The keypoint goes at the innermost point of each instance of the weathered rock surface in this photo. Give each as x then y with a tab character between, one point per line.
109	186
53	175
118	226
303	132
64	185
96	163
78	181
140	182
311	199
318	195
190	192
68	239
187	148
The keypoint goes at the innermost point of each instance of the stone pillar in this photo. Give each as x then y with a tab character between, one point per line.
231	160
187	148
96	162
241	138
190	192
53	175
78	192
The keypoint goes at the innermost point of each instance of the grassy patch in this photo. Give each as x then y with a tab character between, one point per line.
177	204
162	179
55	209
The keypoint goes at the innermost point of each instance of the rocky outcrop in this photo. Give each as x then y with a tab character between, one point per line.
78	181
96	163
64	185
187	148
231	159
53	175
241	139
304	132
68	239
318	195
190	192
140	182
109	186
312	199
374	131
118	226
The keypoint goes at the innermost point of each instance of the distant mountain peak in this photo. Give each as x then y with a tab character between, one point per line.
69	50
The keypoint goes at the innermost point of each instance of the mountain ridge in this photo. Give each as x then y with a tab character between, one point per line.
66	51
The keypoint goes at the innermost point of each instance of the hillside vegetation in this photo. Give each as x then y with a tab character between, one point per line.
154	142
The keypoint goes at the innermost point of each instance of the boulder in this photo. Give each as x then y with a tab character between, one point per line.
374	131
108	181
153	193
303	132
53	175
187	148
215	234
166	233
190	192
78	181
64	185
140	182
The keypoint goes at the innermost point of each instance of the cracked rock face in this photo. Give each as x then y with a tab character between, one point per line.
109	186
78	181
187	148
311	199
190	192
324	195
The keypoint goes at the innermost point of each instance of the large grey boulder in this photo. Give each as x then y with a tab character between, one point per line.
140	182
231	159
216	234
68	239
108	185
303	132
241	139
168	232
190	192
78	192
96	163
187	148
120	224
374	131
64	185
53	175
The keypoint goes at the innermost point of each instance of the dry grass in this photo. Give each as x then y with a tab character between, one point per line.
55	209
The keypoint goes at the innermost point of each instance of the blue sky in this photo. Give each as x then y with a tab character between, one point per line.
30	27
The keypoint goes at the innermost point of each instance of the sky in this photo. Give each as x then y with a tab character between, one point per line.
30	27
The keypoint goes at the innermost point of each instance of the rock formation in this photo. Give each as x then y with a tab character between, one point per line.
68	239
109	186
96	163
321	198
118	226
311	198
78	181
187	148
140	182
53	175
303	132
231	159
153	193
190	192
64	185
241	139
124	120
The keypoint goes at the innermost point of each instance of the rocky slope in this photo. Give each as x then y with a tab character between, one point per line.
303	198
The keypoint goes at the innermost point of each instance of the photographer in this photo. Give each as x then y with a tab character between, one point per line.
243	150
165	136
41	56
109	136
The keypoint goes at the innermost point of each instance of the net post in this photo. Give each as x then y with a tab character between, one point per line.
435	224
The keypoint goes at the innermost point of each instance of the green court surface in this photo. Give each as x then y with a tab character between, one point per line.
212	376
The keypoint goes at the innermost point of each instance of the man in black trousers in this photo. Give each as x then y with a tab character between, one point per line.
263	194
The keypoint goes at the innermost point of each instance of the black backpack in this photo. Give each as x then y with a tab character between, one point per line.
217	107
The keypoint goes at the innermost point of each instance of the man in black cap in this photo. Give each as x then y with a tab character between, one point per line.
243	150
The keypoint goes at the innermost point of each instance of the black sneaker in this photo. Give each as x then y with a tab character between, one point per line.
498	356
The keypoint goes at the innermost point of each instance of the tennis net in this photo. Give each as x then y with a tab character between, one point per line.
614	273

◆ Problem statement ◆
Begin at the line that contains "of the tennis" and continue through the final line, then write each of those lines out again with its wording unchanged. Scale every x and y coordinate by 2.5 and round to the nearest whole number, rounding halves up.

◆ Completed exercise ◆
The keypoint goes at the innermost point of each instance of the tennis net in this photo. Give each as x then y with a tab character between, one point per line.
1535	683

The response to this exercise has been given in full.